Directions for this task
Each line from the one holding "Then a point" to the last line below must be written out exactly, with no other output.

Dataset entries

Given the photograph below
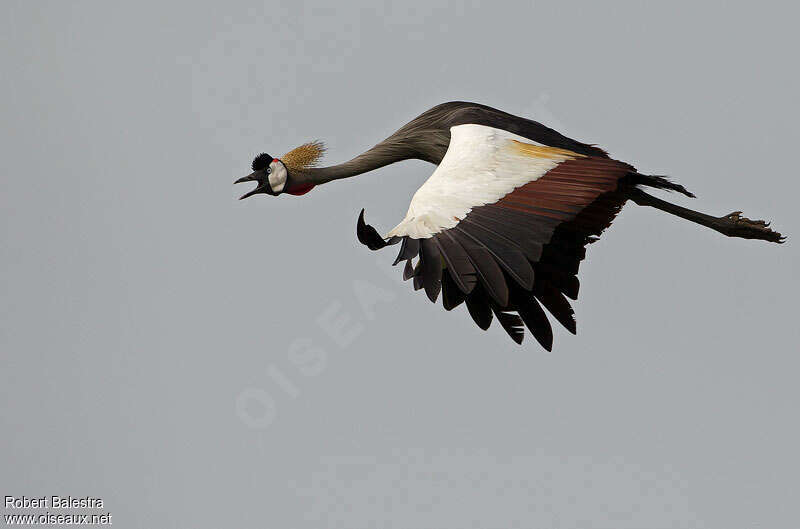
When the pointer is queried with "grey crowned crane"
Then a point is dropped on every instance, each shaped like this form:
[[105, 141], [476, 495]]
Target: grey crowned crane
[[503, 222]]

Response below
Then a point is dropped on every instance, each shaped like this form:
[[105, 141], [476, 495]]
Target: grey crowned crane
[[503, 222]]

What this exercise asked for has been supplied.